Your answer should consist of the lines below that hold the word "pixel".

Stored data entries:

************

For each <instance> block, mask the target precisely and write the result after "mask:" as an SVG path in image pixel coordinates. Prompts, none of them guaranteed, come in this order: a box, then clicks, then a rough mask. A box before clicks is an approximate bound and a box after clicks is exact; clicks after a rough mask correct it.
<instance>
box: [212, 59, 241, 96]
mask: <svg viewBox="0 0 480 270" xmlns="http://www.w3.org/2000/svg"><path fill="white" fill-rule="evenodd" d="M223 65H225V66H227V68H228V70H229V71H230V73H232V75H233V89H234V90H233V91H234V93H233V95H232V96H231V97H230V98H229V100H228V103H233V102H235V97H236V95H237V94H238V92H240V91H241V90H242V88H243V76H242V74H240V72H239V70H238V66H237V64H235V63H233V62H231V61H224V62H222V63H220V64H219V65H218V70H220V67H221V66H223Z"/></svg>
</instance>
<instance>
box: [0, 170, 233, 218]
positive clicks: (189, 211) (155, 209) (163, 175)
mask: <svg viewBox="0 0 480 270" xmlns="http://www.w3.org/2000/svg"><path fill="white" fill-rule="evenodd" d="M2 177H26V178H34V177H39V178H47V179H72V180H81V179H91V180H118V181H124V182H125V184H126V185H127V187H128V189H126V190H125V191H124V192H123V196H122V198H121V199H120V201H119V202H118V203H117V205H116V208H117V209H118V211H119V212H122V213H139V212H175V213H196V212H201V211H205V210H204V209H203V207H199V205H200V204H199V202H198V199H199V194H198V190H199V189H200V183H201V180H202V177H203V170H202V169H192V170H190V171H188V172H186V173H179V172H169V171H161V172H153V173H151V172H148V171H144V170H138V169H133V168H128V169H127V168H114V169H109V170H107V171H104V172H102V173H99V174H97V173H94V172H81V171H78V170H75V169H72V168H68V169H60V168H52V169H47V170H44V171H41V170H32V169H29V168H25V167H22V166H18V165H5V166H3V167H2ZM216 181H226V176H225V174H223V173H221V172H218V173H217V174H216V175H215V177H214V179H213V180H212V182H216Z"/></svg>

************

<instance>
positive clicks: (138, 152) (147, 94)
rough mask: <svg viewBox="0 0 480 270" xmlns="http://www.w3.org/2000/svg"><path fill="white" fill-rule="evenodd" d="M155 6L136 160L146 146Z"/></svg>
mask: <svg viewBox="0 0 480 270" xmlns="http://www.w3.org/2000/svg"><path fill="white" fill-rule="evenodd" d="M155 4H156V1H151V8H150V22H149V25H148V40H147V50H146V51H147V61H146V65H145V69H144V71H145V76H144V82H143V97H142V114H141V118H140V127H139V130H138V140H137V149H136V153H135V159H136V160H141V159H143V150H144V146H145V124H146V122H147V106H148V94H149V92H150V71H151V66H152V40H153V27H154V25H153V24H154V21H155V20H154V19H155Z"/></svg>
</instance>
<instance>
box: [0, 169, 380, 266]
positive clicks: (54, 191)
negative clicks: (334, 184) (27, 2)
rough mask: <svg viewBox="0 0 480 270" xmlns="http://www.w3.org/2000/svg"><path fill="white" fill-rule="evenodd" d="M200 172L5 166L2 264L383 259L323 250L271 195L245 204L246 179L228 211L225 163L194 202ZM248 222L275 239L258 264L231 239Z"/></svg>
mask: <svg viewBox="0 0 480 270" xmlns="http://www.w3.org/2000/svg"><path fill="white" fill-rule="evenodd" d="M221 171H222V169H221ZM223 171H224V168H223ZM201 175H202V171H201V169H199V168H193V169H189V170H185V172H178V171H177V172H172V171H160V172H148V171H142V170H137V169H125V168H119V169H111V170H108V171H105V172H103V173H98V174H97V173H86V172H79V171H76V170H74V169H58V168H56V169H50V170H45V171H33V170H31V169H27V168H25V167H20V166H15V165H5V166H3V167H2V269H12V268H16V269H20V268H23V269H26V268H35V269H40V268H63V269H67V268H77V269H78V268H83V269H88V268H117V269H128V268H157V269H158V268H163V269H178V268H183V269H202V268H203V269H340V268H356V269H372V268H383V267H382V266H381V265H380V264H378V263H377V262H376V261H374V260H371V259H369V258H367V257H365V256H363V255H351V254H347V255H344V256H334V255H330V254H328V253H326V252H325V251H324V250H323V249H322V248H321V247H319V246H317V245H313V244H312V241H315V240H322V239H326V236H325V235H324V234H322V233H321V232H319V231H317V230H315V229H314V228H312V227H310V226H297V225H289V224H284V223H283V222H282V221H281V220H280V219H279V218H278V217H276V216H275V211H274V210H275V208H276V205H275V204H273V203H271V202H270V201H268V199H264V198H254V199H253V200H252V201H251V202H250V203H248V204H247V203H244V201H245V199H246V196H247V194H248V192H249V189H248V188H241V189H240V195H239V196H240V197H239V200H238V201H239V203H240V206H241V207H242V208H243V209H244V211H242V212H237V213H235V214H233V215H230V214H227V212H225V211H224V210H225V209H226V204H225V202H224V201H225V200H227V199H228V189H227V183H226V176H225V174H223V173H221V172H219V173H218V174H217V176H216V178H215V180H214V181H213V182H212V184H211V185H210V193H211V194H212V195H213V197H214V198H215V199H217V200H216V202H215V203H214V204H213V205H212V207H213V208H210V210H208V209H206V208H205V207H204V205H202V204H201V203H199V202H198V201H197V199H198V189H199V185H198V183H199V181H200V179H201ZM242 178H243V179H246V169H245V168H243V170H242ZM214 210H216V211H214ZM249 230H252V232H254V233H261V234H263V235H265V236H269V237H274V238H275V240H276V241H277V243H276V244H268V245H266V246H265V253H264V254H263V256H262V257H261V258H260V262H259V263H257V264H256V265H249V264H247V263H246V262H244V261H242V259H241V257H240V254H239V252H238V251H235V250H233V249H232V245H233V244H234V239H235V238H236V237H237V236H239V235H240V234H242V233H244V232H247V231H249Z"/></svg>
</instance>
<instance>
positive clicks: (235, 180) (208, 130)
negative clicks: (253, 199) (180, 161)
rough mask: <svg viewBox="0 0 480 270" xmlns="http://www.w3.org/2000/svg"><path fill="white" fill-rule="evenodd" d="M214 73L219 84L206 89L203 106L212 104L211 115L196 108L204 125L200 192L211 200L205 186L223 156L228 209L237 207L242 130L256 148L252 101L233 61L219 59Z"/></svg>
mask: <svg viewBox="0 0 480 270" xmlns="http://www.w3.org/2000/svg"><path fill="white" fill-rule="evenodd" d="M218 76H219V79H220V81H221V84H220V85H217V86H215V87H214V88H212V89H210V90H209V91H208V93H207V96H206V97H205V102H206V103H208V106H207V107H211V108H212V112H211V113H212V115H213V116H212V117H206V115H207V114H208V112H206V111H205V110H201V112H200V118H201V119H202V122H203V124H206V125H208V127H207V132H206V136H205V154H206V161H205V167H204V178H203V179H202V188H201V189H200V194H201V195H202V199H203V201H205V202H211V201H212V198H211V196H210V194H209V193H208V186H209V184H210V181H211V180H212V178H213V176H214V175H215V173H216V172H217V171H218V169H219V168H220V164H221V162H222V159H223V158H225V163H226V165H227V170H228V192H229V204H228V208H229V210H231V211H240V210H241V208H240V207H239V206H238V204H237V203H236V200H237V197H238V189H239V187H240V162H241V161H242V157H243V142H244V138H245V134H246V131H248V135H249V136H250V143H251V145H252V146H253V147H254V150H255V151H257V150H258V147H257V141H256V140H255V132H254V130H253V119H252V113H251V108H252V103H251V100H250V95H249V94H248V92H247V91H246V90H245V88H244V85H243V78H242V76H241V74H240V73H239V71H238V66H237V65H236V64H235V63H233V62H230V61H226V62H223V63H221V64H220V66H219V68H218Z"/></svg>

************

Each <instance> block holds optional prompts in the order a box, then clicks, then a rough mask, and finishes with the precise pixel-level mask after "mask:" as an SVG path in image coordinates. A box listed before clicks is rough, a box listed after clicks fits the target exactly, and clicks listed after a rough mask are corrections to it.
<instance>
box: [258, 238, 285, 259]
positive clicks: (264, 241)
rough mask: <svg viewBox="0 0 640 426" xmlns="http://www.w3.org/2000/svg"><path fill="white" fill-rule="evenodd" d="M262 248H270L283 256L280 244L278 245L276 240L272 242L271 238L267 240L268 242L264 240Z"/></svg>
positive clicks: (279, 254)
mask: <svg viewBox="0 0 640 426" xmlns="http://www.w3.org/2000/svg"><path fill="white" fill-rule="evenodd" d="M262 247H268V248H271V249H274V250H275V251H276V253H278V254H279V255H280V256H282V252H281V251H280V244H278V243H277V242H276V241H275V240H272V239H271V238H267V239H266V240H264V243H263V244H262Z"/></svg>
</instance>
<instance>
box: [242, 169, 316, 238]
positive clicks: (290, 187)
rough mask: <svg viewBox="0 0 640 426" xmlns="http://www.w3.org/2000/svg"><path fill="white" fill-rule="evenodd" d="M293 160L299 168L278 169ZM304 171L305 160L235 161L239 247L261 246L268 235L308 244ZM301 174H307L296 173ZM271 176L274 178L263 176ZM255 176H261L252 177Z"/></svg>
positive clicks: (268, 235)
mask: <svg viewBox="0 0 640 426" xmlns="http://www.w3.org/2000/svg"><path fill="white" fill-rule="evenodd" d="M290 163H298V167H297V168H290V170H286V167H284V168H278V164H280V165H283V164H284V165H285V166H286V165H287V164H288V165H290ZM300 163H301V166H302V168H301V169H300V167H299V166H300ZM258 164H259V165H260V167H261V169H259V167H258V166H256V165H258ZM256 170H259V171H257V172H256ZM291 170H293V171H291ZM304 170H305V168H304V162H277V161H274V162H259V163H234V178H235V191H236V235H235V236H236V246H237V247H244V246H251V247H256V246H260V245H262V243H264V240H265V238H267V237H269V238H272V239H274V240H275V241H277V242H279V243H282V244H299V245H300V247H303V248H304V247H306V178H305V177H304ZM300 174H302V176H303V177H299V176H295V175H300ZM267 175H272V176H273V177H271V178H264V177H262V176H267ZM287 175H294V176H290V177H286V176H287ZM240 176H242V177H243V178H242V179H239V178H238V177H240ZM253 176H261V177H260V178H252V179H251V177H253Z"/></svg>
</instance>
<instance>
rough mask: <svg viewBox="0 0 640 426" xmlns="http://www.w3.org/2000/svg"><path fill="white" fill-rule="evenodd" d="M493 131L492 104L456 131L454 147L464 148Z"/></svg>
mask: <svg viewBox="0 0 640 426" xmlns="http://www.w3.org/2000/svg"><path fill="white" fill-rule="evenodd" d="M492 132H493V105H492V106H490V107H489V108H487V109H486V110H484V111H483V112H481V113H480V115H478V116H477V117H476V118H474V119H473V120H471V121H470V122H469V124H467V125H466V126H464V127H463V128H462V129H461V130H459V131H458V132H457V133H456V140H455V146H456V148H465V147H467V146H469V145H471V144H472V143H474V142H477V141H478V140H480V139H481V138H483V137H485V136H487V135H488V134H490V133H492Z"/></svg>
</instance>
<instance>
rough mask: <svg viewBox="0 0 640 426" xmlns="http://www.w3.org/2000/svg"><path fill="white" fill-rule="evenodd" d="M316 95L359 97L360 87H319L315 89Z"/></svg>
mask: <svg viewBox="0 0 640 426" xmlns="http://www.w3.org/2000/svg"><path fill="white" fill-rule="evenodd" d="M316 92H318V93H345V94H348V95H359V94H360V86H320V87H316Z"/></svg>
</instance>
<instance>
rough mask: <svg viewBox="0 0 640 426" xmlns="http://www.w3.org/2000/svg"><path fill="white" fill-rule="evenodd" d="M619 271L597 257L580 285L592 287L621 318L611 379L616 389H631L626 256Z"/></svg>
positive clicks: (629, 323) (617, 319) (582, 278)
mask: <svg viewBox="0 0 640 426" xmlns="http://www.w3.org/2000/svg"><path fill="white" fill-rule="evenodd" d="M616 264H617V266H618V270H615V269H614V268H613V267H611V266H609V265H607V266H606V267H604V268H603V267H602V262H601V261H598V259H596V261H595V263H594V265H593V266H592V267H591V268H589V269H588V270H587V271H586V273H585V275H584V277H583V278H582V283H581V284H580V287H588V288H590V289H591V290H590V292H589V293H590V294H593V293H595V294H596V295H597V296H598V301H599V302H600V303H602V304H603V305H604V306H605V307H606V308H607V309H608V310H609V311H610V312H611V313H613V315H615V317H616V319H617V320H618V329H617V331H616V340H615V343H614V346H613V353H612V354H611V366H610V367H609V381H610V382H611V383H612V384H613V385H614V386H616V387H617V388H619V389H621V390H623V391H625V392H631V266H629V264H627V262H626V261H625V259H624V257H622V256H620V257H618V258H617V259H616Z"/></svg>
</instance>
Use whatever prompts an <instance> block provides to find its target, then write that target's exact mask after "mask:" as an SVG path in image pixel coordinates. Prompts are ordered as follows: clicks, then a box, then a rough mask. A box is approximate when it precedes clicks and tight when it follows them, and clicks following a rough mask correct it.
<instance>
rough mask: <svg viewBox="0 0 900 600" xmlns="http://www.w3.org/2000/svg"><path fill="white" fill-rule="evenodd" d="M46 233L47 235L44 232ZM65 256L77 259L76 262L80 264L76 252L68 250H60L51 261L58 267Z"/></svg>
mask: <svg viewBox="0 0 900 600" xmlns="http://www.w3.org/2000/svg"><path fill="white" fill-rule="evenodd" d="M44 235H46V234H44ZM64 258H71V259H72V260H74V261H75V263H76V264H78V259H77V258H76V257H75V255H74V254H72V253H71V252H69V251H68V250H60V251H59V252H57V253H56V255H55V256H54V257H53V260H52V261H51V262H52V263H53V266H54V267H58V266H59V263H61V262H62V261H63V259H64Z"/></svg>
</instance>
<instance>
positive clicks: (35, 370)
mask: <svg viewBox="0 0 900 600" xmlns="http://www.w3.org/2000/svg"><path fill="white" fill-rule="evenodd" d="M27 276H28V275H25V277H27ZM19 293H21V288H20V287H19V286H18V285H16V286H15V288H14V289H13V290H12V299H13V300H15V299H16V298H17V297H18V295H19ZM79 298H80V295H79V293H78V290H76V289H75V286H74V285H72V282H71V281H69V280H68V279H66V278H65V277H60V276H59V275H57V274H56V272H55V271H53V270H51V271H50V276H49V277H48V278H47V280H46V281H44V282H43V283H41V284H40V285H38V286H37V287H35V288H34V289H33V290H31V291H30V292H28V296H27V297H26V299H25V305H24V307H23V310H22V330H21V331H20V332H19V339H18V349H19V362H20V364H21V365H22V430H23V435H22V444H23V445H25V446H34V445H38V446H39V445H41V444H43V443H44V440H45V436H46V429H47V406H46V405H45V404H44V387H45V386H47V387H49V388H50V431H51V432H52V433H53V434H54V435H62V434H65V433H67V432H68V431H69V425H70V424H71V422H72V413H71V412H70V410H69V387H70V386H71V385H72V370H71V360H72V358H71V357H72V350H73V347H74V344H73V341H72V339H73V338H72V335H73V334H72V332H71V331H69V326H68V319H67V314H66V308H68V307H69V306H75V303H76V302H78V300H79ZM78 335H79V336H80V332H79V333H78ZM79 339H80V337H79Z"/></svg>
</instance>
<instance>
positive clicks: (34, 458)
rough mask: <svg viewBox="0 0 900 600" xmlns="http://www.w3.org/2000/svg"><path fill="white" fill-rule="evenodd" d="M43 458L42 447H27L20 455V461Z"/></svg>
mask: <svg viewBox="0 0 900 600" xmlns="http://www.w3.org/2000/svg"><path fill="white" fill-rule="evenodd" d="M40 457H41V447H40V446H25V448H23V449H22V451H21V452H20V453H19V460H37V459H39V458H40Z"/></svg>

************

Response area –
For each <instance> block, mask the target precisely and write the result after "mask:" as an SVG path in image pixel coordinates. Prompts, none of them guaranteed, come in this order: a box, then clicks, then a rough mask. A box before clicks is an approximate bound and a box after clicks is exact; clicks after a rough mask correct it.
Each <instance> block holds optional prompts in the order a box, then clicks, then a rough mask, and finishes with the precise pixel-level mask after "mask:" as an SVG path in image coordinates. A box listed before clicks is rough, a box listed after clicks fits the target exactly, and clicks listed after a rough mask are corrections to it.
Use whatever prompts an <instance> block provides to find its target, then write that target's exact mask after "mask:" as an SVG path in image pixel coordinates. Prompts are ordered as follows: clicks, then a box, then a rough mask. A box is approximate when it precedes clicks and tight when it follows them, and clicks following a rough mask correct it.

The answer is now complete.